The Archeological Park of Carmignano includes various Etruscan sites of interest, as well as the Museo Archeologico Comunale ‘Francesco Nicosia’ in Artimino, which has gathered together many artefacts from the town’s Etruscan past. A fine collection of pottery is on display in a separate section of the museum in the nearby village of Bacchereto. The family of Leonardo’s paternal grandfather owned a kiln in this village and it is thought that Leonardo may have received his first informal lessons in art there.
Leonardo's paternal grandmother, Lucia, was originally from Bacchereto, the production center for the glazed pottery that was in full bloom during Leonardo’s time. An ancestor of grandmother Lucia’s family was one of the first pottery vendors of Bacchereto: Leonardo could certainly add to the many experiences of his youthful period in these places also the practice, in Bacchereto, of clay modeling and knowledge of furnaces and enamel colors, which he even mentions in his papers. In Bacchereto there are still "Vincian" localities such as Toia, where his grandmother's family had a house and a pottery kiln.

_What you will do_
- A) Print the section of the passage about Carmignano and Bacchereto that opens with the words containing "The Archeological Park" and closes with "in art there.".
- B) In the passage about Carmignano and Bacchereto, what is the name of the locality where Leonardo's grandmother's family had a house and a pottery kiln?
- C) Resume the passage about Carmignano and Bacchereto after its final sentence and keep writing.

_Annotated coordinate records_
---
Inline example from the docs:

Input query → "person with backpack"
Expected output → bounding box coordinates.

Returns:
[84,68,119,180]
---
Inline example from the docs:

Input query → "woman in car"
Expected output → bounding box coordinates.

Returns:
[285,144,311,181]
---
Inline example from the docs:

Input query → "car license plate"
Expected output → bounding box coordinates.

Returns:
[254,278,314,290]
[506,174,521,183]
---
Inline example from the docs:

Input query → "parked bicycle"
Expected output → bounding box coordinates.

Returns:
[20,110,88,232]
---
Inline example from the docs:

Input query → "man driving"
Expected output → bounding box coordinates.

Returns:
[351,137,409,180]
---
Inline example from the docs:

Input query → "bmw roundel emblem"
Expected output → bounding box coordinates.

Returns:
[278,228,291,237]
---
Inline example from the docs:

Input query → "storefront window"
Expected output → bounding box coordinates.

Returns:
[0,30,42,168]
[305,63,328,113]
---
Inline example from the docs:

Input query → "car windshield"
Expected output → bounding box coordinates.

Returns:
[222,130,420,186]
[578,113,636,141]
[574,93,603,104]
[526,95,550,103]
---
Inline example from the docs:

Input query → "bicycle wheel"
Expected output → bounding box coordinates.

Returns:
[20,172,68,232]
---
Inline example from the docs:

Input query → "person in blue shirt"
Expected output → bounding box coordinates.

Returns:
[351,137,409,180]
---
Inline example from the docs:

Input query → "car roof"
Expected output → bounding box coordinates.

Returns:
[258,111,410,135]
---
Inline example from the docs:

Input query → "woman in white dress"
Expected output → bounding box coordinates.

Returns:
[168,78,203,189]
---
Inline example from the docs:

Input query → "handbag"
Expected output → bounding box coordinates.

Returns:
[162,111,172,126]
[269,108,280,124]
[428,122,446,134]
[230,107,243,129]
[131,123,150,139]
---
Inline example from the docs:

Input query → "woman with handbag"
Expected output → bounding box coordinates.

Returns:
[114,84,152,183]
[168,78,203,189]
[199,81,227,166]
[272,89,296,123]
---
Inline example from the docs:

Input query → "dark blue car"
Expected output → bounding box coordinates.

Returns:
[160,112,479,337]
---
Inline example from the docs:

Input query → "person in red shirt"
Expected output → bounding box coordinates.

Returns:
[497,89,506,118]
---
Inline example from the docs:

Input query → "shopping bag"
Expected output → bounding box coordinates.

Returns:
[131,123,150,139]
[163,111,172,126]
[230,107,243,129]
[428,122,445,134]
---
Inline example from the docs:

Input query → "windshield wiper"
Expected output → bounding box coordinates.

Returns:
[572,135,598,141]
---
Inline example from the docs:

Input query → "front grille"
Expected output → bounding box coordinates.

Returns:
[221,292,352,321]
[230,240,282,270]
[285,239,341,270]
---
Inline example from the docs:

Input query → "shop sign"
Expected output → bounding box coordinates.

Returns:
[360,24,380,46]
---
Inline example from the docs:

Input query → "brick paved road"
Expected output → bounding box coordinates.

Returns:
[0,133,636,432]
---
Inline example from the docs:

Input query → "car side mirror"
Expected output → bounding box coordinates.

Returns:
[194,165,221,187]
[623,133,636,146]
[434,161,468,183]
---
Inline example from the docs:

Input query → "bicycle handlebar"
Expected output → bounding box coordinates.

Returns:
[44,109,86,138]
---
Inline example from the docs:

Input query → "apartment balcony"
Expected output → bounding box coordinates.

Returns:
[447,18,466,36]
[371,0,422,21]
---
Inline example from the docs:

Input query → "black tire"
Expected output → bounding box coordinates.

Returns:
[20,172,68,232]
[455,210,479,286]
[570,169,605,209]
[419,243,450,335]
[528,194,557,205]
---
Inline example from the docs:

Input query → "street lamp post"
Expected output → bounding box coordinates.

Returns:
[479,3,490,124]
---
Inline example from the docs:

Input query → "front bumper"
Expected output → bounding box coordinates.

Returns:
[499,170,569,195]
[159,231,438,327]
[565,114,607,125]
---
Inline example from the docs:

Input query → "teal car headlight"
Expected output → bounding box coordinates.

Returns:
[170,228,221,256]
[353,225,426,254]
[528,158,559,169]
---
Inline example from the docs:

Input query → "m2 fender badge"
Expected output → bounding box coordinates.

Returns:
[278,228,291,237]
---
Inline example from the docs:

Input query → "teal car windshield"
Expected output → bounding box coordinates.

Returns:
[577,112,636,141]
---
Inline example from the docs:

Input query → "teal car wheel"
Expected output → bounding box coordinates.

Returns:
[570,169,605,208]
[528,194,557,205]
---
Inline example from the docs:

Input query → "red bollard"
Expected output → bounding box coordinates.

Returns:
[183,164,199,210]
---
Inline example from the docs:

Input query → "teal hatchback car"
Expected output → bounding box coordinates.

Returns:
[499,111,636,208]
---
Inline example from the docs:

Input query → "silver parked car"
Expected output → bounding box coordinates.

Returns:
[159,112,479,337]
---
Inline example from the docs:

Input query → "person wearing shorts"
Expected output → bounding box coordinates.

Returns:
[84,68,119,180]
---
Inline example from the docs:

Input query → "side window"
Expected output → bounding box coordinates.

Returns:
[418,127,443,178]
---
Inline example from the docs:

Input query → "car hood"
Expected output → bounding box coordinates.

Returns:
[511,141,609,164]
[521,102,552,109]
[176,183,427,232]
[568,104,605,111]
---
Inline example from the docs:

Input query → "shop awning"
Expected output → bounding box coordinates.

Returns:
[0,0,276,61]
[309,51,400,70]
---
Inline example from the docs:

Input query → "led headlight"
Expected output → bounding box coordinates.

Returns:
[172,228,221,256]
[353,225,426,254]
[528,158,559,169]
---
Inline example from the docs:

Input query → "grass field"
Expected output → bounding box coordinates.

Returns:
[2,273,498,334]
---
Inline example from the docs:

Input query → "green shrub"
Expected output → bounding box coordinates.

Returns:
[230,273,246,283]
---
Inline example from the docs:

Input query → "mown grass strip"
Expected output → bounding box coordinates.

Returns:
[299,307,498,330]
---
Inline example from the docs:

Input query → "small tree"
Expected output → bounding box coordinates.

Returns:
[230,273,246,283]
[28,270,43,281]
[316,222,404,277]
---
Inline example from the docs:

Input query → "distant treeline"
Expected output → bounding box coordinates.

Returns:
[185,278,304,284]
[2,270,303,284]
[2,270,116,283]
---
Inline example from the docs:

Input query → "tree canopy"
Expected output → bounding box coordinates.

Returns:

_Final results_
- A)
The Archeological Park of Carmignano includes various Etruscan sites of interest, as well as the Museo Archeologico Comunale ‘Francesco Nicosia’ in Artimino, which has gathered together many artefacts from the town’s Etruscan past. A fine collection of pottery is on display in a separate section of the museum in the nearby village of Bacchereto. The family of Leonardo’s paternal grandfather owned a kiln in this village and it is thought that Leonardo may have received his first informal lessons in art there.

- B) Toia

- C)
Orbignano has very ancient origins. It was a village of the bishop of Pistoia, and maintained this link until the 13th century, as a small rural municipality in the district of Pistoia. In Leonardo’s time, however, this part of Montalbano had already passed under the government of Florence, over a century earlier, so that the lands at Orbignano belonging to the da Vinci family were then situated within the municipality of Vinci. The Costereccia farm in Orbignano became the residence of the branch of the family of notary Domenico di Ser Piero da Vinci, one of Leonardo's half-brothers, for more than two centuries. All his descendants, and perhaps Domenico himself, were buried in the cloister of the church of Santa Maria al Pruno.
Pietramarina is an ancient locality, situated at one of the highest elevations of the southern ridge of Montalbano. This place, where we can see the remains of a fortress-sanctuary dating back to the Etruscan period, and a curiosity, the renowned "Masso del diavolo", was called sasso marino in the 16th-century. Leonardo must have known this part of Montalbano: from here he could descend towards Bacchereto and, especially, toward the family home of his paternal grandmother. In the famous view of Montalbano in Codex Madrid II, f.23r, Leonardo reports the toponym Fornia, which corresponds today to the name of a farm near Pietramarina.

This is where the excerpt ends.